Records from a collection
------------------------------------------------------------
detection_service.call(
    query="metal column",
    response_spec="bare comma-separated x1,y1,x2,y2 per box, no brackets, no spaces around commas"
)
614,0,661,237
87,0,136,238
------------------------------------------------------------
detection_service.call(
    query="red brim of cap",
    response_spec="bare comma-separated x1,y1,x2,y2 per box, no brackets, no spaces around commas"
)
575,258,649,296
------------------------------------------------------------
Work to complete. Copy out every line from the data above that has "query" in it.

Exercise response.
    query="metal column",
    query="red brim of cap",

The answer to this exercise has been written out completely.